* [EXERCISE TASK] Copy out all of the data below, substituting "one coordinate pair per instance" for every occurrence of "one point per instance" and leaving everything else unchanged.

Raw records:
....

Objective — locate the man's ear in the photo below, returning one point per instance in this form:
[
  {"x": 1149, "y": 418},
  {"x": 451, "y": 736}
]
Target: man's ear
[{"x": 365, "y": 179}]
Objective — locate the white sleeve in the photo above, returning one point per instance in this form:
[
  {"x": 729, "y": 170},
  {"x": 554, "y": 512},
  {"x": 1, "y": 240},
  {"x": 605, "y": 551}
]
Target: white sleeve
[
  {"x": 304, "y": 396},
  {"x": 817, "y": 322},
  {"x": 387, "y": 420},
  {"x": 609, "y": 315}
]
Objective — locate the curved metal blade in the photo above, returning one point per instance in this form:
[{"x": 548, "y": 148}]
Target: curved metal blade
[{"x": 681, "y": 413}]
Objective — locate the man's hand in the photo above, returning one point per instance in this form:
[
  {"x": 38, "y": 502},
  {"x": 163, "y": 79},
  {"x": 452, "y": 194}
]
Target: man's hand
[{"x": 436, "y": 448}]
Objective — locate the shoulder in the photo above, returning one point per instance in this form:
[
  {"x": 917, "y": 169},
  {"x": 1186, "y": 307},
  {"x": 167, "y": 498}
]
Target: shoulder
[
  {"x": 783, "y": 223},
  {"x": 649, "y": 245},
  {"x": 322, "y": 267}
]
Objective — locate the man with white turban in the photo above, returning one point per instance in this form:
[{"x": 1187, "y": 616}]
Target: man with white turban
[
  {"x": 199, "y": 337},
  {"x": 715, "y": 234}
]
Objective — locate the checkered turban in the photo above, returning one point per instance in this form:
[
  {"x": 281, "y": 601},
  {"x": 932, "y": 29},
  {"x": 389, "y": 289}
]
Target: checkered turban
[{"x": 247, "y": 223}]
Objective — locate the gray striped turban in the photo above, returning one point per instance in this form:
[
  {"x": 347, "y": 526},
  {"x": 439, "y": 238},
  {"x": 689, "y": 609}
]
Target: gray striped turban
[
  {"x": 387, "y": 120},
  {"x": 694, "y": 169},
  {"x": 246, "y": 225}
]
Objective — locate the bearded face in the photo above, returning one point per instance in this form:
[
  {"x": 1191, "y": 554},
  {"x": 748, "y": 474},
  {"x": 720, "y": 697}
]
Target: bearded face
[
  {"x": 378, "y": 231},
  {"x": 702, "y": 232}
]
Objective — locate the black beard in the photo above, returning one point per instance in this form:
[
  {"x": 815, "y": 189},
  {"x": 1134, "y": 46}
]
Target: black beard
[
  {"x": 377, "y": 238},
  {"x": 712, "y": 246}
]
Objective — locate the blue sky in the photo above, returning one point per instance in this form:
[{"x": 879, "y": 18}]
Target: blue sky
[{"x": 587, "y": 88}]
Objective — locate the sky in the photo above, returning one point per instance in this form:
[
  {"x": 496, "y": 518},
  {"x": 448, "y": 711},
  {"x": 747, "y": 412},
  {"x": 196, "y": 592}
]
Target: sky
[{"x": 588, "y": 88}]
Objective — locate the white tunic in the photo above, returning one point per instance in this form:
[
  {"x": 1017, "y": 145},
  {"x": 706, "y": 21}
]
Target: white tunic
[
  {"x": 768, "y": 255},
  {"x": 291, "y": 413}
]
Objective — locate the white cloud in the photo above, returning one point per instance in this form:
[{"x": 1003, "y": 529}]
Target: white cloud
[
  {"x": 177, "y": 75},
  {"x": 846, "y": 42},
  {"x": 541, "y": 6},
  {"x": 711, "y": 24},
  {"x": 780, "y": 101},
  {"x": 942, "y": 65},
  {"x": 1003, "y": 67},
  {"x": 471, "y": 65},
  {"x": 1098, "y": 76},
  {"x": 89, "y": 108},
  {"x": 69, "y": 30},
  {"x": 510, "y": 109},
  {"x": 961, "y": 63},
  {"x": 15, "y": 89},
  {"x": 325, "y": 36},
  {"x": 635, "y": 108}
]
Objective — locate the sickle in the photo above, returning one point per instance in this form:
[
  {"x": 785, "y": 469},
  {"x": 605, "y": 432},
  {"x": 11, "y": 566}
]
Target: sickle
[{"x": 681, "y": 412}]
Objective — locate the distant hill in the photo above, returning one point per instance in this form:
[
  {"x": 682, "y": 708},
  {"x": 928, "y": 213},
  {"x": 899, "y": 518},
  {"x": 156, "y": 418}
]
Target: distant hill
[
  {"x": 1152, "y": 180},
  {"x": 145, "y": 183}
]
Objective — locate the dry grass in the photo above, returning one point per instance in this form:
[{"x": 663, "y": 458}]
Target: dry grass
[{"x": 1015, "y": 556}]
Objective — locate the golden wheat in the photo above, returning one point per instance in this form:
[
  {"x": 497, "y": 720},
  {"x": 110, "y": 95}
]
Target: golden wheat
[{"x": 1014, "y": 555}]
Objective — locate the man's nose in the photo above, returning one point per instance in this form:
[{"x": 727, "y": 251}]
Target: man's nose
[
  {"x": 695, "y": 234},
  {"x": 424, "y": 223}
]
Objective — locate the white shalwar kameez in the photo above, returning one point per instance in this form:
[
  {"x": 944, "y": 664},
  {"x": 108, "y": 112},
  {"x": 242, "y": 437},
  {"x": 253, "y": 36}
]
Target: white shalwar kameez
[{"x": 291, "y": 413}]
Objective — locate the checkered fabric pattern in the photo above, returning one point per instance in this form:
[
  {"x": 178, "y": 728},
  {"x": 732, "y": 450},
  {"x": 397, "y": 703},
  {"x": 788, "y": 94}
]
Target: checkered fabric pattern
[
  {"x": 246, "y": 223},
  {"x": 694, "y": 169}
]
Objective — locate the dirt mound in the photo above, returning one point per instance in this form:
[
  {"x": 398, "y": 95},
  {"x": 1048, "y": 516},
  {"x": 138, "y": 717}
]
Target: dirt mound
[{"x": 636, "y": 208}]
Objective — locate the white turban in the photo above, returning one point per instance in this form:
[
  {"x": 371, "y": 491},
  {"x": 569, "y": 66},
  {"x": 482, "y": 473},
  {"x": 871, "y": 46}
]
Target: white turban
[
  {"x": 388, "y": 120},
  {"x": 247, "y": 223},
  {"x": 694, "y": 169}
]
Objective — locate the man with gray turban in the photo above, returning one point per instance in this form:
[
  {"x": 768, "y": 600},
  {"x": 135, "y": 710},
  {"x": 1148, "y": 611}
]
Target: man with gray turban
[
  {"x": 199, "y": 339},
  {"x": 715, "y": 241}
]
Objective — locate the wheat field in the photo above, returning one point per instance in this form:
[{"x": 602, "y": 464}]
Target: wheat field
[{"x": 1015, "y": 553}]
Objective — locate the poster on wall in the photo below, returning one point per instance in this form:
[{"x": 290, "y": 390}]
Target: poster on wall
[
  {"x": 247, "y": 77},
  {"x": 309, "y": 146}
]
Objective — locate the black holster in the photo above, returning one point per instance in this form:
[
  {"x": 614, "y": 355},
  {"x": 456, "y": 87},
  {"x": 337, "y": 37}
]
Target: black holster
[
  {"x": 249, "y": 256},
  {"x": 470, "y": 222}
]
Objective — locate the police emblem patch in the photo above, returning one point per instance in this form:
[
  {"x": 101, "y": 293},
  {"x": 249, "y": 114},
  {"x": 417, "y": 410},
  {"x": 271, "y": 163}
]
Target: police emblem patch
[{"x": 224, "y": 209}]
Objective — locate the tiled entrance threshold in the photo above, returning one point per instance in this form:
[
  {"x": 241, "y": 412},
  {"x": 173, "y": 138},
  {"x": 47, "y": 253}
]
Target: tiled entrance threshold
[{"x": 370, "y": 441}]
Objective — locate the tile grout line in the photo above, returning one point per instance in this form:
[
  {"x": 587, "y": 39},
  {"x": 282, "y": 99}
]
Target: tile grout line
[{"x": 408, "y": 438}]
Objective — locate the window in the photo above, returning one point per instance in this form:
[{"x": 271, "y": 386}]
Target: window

....

* [IN RESPONSE]
Objective — locate the man's ear in the photo below, returning one coordinate pair per instance in this form:
[
  {"x": 1149, "y": 418},
  {"x": 451, "y": 736}
]
Target: man's ear
[{"x": 365, "y": 179}]
Objective — locate the white sleeve in the photo above, returning one coordinate pair per instance in this form:
[
  {"x": 729, "y": 170},
  {"x": 554, "y": 512},
  {"x": 1, "y": 240},
  {"x": 605, "y": 551}
]
Target: white sleeve
[
  {"x": 304, "y": 396},
  {"x": 817, "y": 322},
  {"x": 387, "y": 420},
  {"x": 609, "y": 315}
]
Objective — locate the curved metal blade in the photo above, returning one coordinate pair per instance in this form:
[{"x": 548, "y": 148}]
Target: curved metal blade
[{"x": 681, "y": 413}]
Objective — locate the man's hand in the photo above, returning one coordinate pair per instance in this form:
[
  {"x": 38, "y": 502},
  {"x": 163, "y": 79},
  {"x": 452, "y": 194}
]
Target: man's hand
[{"x": 436, "y": 448}]
Objective — locate the shoulder in the photo above, returning one coordinate pair per instance in this form:
[
  {"x": 917, "y": 169},
  {"x": 1186, "y": 307},
  {"x": 167, "y": 498}
]
Target: shoulder
[
  {"x": 783, "y": 223},
  {"x": 649, "y": 245},
  {"x": 322, "y": 267}
]
Objective — locate the man with white turban in the photo above, returning one coordinate pair per instance in this form:
[{"x": 1187, "y": 616}]
Target: man with white turban
[
  {"x": 199, "y": 337},
  {"x": 715, "y": 234}
]
Objective — locate the checkered turban in the photo above, returning one coordinate pair per instance in this form:
[
  {"x": 281, "y": 601},
  {"x": 932, "y": 29},
  {"x": 389, "y": 289}
]
Target: checkered turban
[{"x": 247, "y": 223}]
Objective — locate the gray striped turban in the photo above, returning one coordinate pair per instance in this form:
[
  {"x": 347, "y": 526},
  {"x": 439, "y": 238},
  {"x": 689, "y": 609}
]
Target: gray striped turban
[
  {"x": 387, "y": 120},
  {"x": 694, "y": 169},
  {"x": 246, "y": 225}
]
Objective — locate the bearded face in the photo above, returning one coordinate pair per instance in this form:
[
  {"x": 1191, "y": 554},
  {"x": 748, "y": 474},
  {"x": 720, "y": 697}
]
Target: bearded face
[
  {"x": 378, "y": 231},
  {"x": 702, "y": 232}
]
Objective — locate the black beard in the photo above, returning one coordinate pair per instance in this form:
[
  {"x": 815, "y": 189},
  {"x": 1134, "y": 46}
]
Target: black beard
[
  {"x": 377, "y": 238},
  {"x": 712, "y": 246}
]
Objective — locate the blue sky in the photo above, returning one coordinate pair per instance in this form:
[{"x": 879, "y": 18}]
Target: blue sky
[{"x": 587, "y": 88}]
Objective — locate the sky in the photo above, returning one coordinate pair per instance in this form:
[
  {"x": 496, "y": 518},
  {"x": 448, "y": 711},
  {"x": 747, "y": 412},
  {"x": 196, "y": 592}
]
Target: sky
[{"x": 588, "y": 88}]
Objective — locate the white tunic in the photo above, returning one coordinate pair per instance in this form:
[
  {"x": 1017, "y": 145},
  {"x": 706, "y": 21}
]
Target: white tunic
[
  {"x": 768, "y": 255},
  {"x": 291, "y": 413}
]
Objective — locate the white cloud in the photo above, returning one coordinate pair per instance in this form:
[{"x": 1003, "y": 529}]
Target: white cloud
[
  {"x": 177, "y": 75},
  {"x": 846, "y": 42},
  {"x": 541, "y": 6},
  {"x": 711, "y": 24},
  {"x": 780, "y": 101},
  {"x": 942, "y": 65},
  {"x": 1003, "y": 67},
  {"x": 471, "y": 65},
  {"x": 1098, "y": 76},
  {"x": 89, "y": 108},
  {"x": 69, "y": 30},
  {"x": 510, "y": 109},
  {"x": 961, "y": 63},
  {"x": 15, "y": 89},
  {"x": 325, "y": 36},
  {"x": 635, "y": 108}
]
Objective — locate the sickle in the photo above, returning one coordinate pair per instance in this form:
[
  {"x": 785, "y": 469},
  {"x": 605, "y": 432},
  {"x": 11, "y": 566}
]
Target: sickle
[{"x": 681, "y": 412}]
Objective — locate the distant hill in the photo above, returning one coordinate pair per instance in this form:
[
  {"x": 682, "y": 708},
  {"x": 928, "y": 213},
  {"x": 899, "y": 518},
  {"x": 156, "y": 418}
]
Target: distant hill
[
  {"x": 1152, "y": 180},
  {"x": 145, "y": 183}
]
Objective — locate the dry grass in the photo above, returning one coordinate pair per instance in this form:
[{"x": 663, "y": 458}]
Target: dry grass
[{"x": 1015, "y": 556}]
Objective — locate the golden wheat in the photo above, returning one coordinate pair per instance in this form:
[
  {"x": 497, "y": 720},
  {"x": 110, "y": 95}
]
Target: golden wheat
[{"x": 1014, "y": 555}]
Objective — locate the man's nose in the photo above, returning one coordinate pair per instance in this form:
[{"x": 727, "y": 251}]
Target: man's nose
[
  {"x": 695, "y": 234},
  {"x": 424, "y": 223}
]
Objective — locate the white shalwar kameez in the photo above, returning one coordinate pair per instance in this form:
[
  {"x": 944, "y": 664},
  {"x": 108, "y": 112},
  {"x": 242, "y": 437},
  {"x": 253, "y": 36}
]
Target: white shalwar kameez
[{"x": 291, "y": 413}]
Objective — locate the checkered fabric pattern in the photo above, returning one coordinate pair per instance in this form:
[
  {"x": 178, "y": 728},
  {"x": 732, "y": 450},
  {"x": 397, "y": 703},
  {"x": 788, "y": 94}
]
Target: checkered fabric pattern
[
  {"x": 246, "y": 223},
  {"x": 694, "y": 169}
]
Objective — locate the dirt mound in the photo above, returning one coordinate pair per instance in this form:
[
  {"x": 398, "y": 95},
  {"x": 1048, "y": 516},
  {"x": 138, "y": 717}
]
Target: dirt mound
[{"x": 636, "y": 208}]
Objective — locate the white turban in the photo above, returning one coordinate pair per instance in this form:
[
  {"x": 371, "y": 491},
  {"x": 569, "y": 66},
  {"x": 482, "y": 473},
  {"x": 871, "y": 46}
]
Target: white turban
[
  {"x": 388, "y": 120},
  {"x": 247, "y": 223},
  {"x": 694, "y": 169}
]
Objective — locate the man with gray turban in the photo above, returning one coordinate pair per instance in this form:
[
  {"x": 768, "y": 600},
  {"x": 135, "y": 710},
  {"x": 1148, "y": 611}
]
Target: man with gray turban
[
  {"x": 199, "y": 339},
  {"x": 715, "y": 241}
]
Objective — locate the wheat field in the photo above, returning one coordinate pair per instance in this form:
[{"x": 602, "y": 464}]
Target: wheat field
[{"x": 1015, "y": 553}]
Objective — locate the poster on wall in the photo below, returning one coordinate pair per instance in this form:
[{"x": 290, "y": 390}]
Target: poster on wall
[
  {"x": 247, "y": 77},
  {"x": 309, "y": 146}
]
Objective — locate the black holster in the photo above, returning one coordinate pair per instance in this form:
[
  {"x": 614, "y": 355},
  {"x": 456, "y": 87},
  {"x": 337, "y": 37}
]
Target: black holster
[
  {"x": 249, "y": 256},
  {"x": 470, "y": 222}
]
Objective — locate the police emblem patch in the photo above, returning one coordinate pair per instance in this form:
[
  {"x": 101, "y": 293},
  {"x": 249, "y": 114},
  {"x": 417, "y": 410},
  {"x": 271, "y": 163}
]
Target: police emblem patch
[{"x": 224, "y": 209}]
Objective — locate the tiled entrance threshold in the photo above, returning one coordinate pair per instance in this form:
[
  {"x": 241, "y": 412},
  {"x": 173, "y": 138},
  {"x": 47, "y": 253}
]
Target: tiled entrance threshold
[{"x": 370, "y": 441}]
Objective — locate the tile grout line in the photo above, returning one coordinate pair per instance in this form:
[
  {"x": 587, "y": 39},
  {"x": 282, "y": 99}
]
Target: tile grout line
[{"x": 408, "y": 438}]
Objective — locate the window in the photo above, returning one coordinate pair per instance in this form:
[{"x": 271, "y": 386}]
Target: window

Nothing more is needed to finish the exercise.